• Provided passage:
It's a combination. There are 6 combinations of a specific pocket pair that you can be dealt.

I have no idea what the theory is behind this. Ask pzhon for the mathematical proof.

What i do know is how to use it. Say you want to determine the # of ways you can be dealt 6 6. There are four 6s in the deck. You want two of them in your hand. You want to figure out how many different ways you can be dealt 6 6.

On any decent calculator there's a button "nCr". This is the combination function. You're gonna do the following to figure out the ways in which you can be dealt 4 4.

4 nCr 2 = 6

where n = the number of elements to choose from and,
r = the number of elements to choose.

You can do this to find out the number of ways you can be dealt any specific holecards. To figure out AK, for instance:

8 nCr 2 = 28

If you want to know how many holdem hand combinations there are in holdem:

52 nCr 2 = 1326

Just as another example to drive the point home, if you want to see how many possible boards there are in holdem, you calculate as such:

52 nCr 5 = 2598960

To take your original question a step further, let's calculate the probability of being dealt a pocket pair rather than just the # of ways we can get one. The probability of getting 6 6 is going to be:

4 nCr 2 / 52 nCr 2 = 6 / 1326

[jay_shark]

The definition of C(n,r) is n!/(r!*(n-r)!) .

The number of ways of selecting r objects from a set of n objects is C(n,r) . Or equivalently , the number of ways of arranging r 0's and (n-r) 1's is C(n,r) . So we may label each 0 and 1 to distinguish them from each other .

ie , 01_02_03_..._0r and 11_12_13_..._1(n-r) .
So let x denote the number of unique possible arrangements .
We have that x*r!*(n-r)! = n! , solve for x and we get
x = n!/(r!*(n-r)!)

[pzhon]

[ QUOTE ]

You can do this to find out the number of ways you can be dealt any specific holecards. To figure out AK, for instance:

8 nCr 2 = 28

[/ QUOTE ]
No, that counts any hands where both cards are a king or ace, AA and KK in addition to AK. You can count the AK hands by 8C2-4C2-4C2 = 28-6-6=16, or just 4x4 since there are 4 choices for the ace and 4 choices for the king.

[BlueBear]

[ QUOTE ]
On any decent calculator there's a button "nCr". This is the combination function.

[/ QUOTE ]

Another way to calculate this is to use the COMBIN function in Excel. So this would be =COMBIN(4,2)

What does C(4,2) actually mean?

It means there are 6 different combinations when we pick 2 cards from 4 different cards.

Let's say the 4 different cards are

As, Ac, Ad, Ah

How many different ways can we make pocket pairs from these aces? If we were to select sets of 2 cards from the 4 cards above, the different combinations are now

(As,Ac) , (As,Ad) , (As,Ah) , (Ac,Ad) , (Ac,Ah) , (Ad,Ah)

which is a total of 6 combinations.

• Information supplied:
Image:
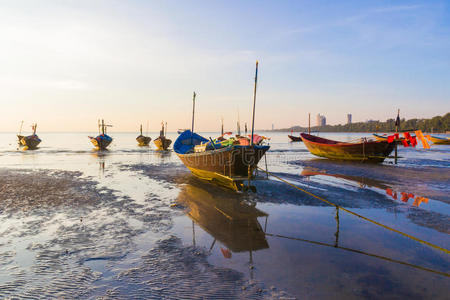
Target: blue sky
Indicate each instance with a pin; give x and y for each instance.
(67, 63)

• Task requirements: Revise the poker combinations discussion from "Another way to" to "(Ac,Ah) , (Ad,Ah)" so that "Excel" becomes "LibreOffice Calc". Work solely from the poker combinations discussion.

• Solution for this exercise:
Another way to calculate this is to use the COMBIN function in LibreOffice Calc. So this would be =COMBIN(4,2)

What does C(4,2) actually mean?

It means there are 6 different combinations when we pick 2 cards from 4 different cards.

Let's say the 4 different cards are

As, Ac, Ad, Ah

How many different ways can we make pocket pairs from these aces? If we were to select sets of 2 cards from the 4 cards above, the different combinations are now

(As,Ac) , (As,Ad) , (As,Ah) , (Ac,Ad) , (Ac,Ah) , (Ad,Ah)